** PROMPT **
Your answer should be the records below, written out exactly.

** RECORD EXTRACTS **

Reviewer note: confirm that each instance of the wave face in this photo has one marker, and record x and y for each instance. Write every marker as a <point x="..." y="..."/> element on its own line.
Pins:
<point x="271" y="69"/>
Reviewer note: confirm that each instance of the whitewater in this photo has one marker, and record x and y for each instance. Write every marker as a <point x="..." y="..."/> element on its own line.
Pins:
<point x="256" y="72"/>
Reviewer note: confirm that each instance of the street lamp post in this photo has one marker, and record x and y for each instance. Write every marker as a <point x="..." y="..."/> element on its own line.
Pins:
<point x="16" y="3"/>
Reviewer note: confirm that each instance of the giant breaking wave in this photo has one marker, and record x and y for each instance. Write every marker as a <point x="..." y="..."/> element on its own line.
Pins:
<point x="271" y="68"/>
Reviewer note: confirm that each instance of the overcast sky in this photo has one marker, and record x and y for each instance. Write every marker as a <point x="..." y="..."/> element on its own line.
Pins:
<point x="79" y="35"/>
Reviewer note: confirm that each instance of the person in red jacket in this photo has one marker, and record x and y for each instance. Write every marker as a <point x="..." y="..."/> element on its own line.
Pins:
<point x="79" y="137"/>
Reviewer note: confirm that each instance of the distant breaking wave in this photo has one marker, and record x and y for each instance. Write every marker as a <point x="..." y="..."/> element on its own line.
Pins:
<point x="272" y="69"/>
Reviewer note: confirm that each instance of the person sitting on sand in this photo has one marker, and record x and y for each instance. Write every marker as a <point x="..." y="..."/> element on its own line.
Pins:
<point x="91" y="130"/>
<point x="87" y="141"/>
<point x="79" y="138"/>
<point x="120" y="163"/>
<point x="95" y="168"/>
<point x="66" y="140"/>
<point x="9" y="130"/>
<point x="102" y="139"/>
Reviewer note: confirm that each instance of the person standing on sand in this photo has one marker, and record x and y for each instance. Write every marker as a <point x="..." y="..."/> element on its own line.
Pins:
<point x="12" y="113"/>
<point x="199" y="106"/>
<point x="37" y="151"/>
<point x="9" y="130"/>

** OUTPUT **
Reviewer note: confirm that each instance of the wave face in this photo has one marker, and record x and y for each instance. Write every marker as a <point x="..." y="..."/> element on its own line.
Pins:
<point x="271" y="69"/>
Reviewer note: confirm that each instance of the whitewater in this photo has one marker, and record x and y for each instance. Write every marker as a <point x="..." y="..."/> element on its own line.
Pins:
<point x="256" y="72"/>
Reviewer note: confirm that each instance of the street lamp post in this photo has one marker, and record x and y for each instance. Write every marker as a <point x="..." y="..."/> element on its own line.
Pins:
<point x="16" y="3"/>
Reviewer note: confirm that each instance of the giant breaking wave in this photo has one marker, and record x and y for each instance. Write every marker as a <point x="..." y="..."/> element on its own line.
Pins:
<point x="271" y="68"/>
Reviewer note: confirm that each instance of the overcast sky in this photo has one marker, and record x and y for each instance. Write every marker as a <point x="..." y="..."/> element on its own line.
Pins:
<point x="79" y="35"/>
Reviewer note: confirm that each instance of the person in red jacket in this photo has one marker, and record x and y for each instance. Write every marker as a <point x="..." y="..."/> element on its own line.
Pins:
<point x="79" y="137"/>
Reviewer note: confirm that each instance of the distant breaking wave in this photo has one marker, and record x and y for each instance. Write every marker as a <point x="..." y="..."/> element on its own line.
Pins:
<point x="272" y="69"/>
Reviewer note: confirm that each instance of the person sitting on sand in this photo has one marker, and record x and y for each instance. Write every marker as a <point x="..." y="..."/> element on its own line.
Pins:
<point x="91" y="130"/>
<point x="87" y="141"/>
<point x="79" y="138"/>
<point x="120" y="163"/>
<point x="95" y="168"/>
<point x="66" y="140"/>
<point x="9" y="130"/>
<point x="102" y="139"/>
Reviewer note: confirm that each instance of the person standing on sand in this photo has one marker, and record x and y for each instance. Write every marker as a <point x="..." y="..."/> element on its own line.
Pins:
<point x="12" y="113"/>
<point x="199" y="106"/>
<point x="37" y="151"/>
<point x="9" y="130"/>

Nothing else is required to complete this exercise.